Potongan teks:
========

Loading...
RELIGI
Penulis: Prasasta Widiadi 10:24 WIB | Rabu, 03 Februari 2016

Indonesia Kurang Pendekatan Kultural Hadapi Pelaku Radikalisme

Dari kiri ke kanan: Pemerhati Sosial Keagamaan, Nasir Abas, Direktur Jenderal Pembinaan Masyarakat Islam Kementerian Agama Mahasin, Ketua Umum DPP PKB Muhaimin Iskandar, Anggota Komisi VIII DPR RI Anim Mahrus, dan Kepala BNPT Saud Usman Nasution. (Foto: Prasasta Widiadi).

JAKARTA, SATUHARAPAN.COM – Kepala Badan Nasional Penanggulangan Terorisme (BNPT) Irjen (Pol) Saud Usman Nasution mengemukakan bahwa saat ini Indonesia dalam menangani radikalisme kurang melakukan pendekatan kultural, karena pendekatan kemanusiaan secara otomatis tidak membicarakan tentang doktrin dan ideologi namun lebih membicarakan aktivitas sehari-hari yang sifatnya ringan.

“Penanganan narapidana terorisme itu tidak mudah, karena saat mereka di dalam penjara, kita jangan biarkan mereka seperti itu, karena ada beberapa pendekatan yang pernah kami lakukan salah satunya kami bekerja sama dengan psikolog Universitas Indonesia, waktu itu dengan  pak Sarlito Wirawan. Pak Sarlito bilang ke kami (BNPT, red) kita harus ada proses bagaimana untuk mendekati manusia seperti ini akhirnya kita melakukan pendekatan kultural,” kata Saud pada Dialog Deradikalisasi Menangkal Terorisme, hari Selasa (2/2) di Kantor DPP PKB, Jalan Raden Saleh I, Jakarta.

========

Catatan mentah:

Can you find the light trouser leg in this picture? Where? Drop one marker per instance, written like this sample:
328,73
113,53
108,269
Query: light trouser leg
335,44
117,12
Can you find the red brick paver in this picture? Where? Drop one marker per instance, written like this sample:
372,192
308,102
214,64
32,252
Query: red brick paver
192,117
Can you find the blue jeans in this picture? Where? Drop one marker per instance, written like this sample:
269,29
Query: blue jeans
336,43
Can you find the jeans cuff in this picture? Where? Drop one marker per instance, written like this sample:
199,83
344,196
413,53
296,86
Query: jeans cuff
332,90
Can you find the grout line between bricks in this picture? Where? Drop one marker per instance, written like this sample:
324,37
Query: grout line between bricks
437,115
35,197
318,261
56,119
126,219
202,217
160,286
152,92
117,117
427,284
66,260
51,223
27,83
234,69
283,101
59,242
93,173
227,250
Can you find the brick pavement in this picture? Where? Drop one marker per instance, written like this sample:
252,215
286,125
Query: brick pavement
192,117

========

Kumpulan tugas:
1. Terjemahkan ke dalam bahasa Inggris kalimat dari teks tentang radikalisme ini: “JAKARTA, SATUHARAPAN.COM – Kepala Badan Nasional Penanggulangan Terorisme (BNPT) Irjen (Pol) Saud Usman Nasution mengemukakan bahwa saat ini Indonesia dalam menangani radikalisme kurang melakukan pendekatan kultural, karena pendekatan kemanusiaan secara otomatis tidak membicarakan tentang doktrin dan ideologi namun lebih membicarakan aktivitas sehari-hari yang sifatnya ringan.”
2. Lanjutkan teks tentang radikalisme ini, dimulai sesudah kalimat terakhir yang ditampilkan.

Kumpulan jawaban:
1. JAKARTA, SATUHARAPAN.COM – The head of the National Counterterrorism Agency (BNPT), Police Inspector General Saud Usman Nasution, stated that Indonesia currently makes too little use of a cultural approach in dealing with radicalism, because a humanitarian approach automatically does not discuss doctrine and ideology but instead talks more about light, everyday activities.

2.
Saud menjelaskan pendekatan tersebut bersifat kemanusiaan dan benar-benar mengerti isi kebutuhan hati dan batin mereka, proses tersebut, kata Saud, membutuhkan  paling tidak tiga sampai empat hari untuk tidur, makan, minum bersama-sama dengan narapidana terorisme, dan mengetahui semua tentang dia dari sisi keluargaanya

“Kita kurang melakukan ini dan tujuannya ini mudah yakni supaya kita bisa diakui, kita harus tahu persis bagaimana dia dan seperti apa dia dalam hubungan dengan tetangga di sekitar rumahnya dahulu,”  kata Saud.

“Pendekatan ini yang masih jarang dilakukan, tapi kita sekarang saya harapkan lebih banyak melakukan di  deradikalisasi,” kata Saud.  

Saud mengemukakan BNPT menggunakan metoda lain yakni  rehabilitasi, BNPT menerjunkan beberapa pemuka agama untuk diajak berdialog dalam rangka mencoba mengubah mindset tentang terorisme. “Kita coba terus tanyai dia siapa keluarganya, siapa kenalannya nah dalam proses ini kita datangkan ulama dari Timur Tengah. Kita mencoba berdialog, kita mau ketemu. Tapi mungkin yang paling sulit itu Baasyir (Abu Bakar Baasyir, red) karena kami datangkan ulama dari Yordania pun masih tidak mempan,” kata dia.

Saud mengemukakan BNPT menggunakan metoda lain yakni  reedukasi (pendidikan kembali). BNPT memberi pengertian bahwa dididik kembali artinya seorang narapidana terorisme dididik dia ada dan berguna bagi masyarakat bila saat bebas kelak.

“Karena setelah dia terbait dan melakukan bom bunuh diri pemikiran dia hanya di alam akhirat, dia tidak mau menghormat bendera, dan ajaran kita dianggap thogut (setan),” kata dia.

Dalam reedukasi, Saud menambahkan, BNPT bekerja sama dengan Majelis Permusyawaratan Rakyat dan Dewan Perwakilan Rakyat dalam mensosialisasikan makna Pancasila dan Undang-Undang Dasar (UUD) 1945.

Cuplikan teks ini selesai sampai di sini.